**SET EXERCISE**
In the hearing transcript below, which parties are named as having been at the table in Nairobi?

**EXTRACTED TEXT**
Q740   Chair: Can I just be clear: are you saying that your members and you are delighted now to have the basic payment scheme, rather than the single farm payment?

Ian Marshall: Certainly, whether we are delighted or not delighted is irrelevant; it is what we have.

 

Q741   Chair: You sounded earlier as if you thought it was a great idea.  I thought maybe some farmers did not think it is such a great idea.

Ian Marshall: Many farmers would like a far more simplified process, and I know that one focus by the Commission was on a simplified process.  As we know and are all too aware, all of these processes tend to be bureaucratic and difficult.

 

Q742   Danny Kinahan: I was intrigued.  We were talking about regulation, red tape and standards, and I wondered whether being in the EU means that our produce is highly respected because it fits to certain standards?  Is that any different to what it would be whether we are in or out?  Does it benefit us being in from that side?

Ian Marshall: Certainly our membership of the EU has benefitted in that we are part of this discussion globally about trade.  We had an interesting conversation in Oxford with Commissioner Hogan lately about his Nairobi talks.  Five parties were at the table in Nairobi: the US, Russia, China, India and the European Union.  Commissioner Hogan felt that the UK would not have been at the table because absent from the table were Australia, Canada and Japan, which are hugely important agricultural producing nations, yet they were not seated at the table.

**EXTRACTED MATERIAL**
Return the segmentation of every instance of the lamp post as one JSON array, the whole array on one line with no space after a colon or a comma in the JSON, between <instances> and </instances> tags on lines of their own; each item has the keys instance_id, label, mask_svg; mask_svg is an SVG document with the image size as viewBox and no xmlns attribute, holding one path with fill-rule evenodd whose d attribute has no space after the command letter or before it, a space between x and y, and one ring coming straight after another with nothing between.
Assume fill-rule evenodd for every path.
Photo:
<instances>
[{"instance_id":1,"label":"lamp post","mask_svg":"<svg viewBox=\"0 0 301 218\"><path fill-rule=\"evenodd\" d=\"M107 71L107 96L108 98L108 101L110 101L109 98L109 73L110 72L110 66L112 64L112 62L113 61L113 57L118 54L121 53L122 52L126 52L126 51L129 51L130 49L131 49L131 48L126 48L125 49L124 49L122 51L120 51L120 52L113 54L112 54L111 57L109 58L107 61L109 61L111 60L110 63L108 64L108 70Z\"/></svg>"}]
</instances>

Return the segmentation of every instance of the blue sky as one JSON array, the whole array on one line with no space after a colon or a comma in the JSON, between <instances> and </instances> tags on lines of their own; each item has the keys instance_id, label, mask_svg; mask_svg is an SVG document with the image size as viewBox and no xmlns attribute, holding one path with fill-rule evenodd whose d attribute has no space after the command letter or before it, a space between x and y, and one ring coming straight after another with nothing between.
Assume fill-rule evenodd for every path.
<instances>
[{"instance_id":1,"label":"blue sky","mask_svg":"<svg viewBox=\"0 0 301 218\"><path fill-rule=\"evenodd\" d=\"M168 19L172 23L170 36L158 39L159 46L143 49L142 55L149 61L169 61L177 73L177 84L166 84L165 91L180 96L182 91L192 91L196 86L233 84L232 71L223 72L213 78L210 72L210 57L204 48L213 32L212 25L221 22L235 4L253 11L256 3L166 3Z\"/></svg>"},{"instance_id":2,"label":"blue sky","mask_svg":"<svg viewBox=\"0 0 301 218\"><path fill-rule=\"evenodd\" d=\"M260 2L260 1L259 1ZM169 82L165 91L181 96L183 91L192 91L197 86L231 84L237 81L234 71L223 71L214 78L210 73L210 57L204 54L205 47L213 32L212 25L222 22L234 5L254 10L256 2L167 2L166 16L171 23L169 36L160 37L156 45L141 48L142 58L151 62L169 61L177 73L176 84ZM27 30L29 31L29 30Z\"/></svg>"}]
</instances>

**WRITTEN SOLUTION**
The US, Russia, China, India and the European Union.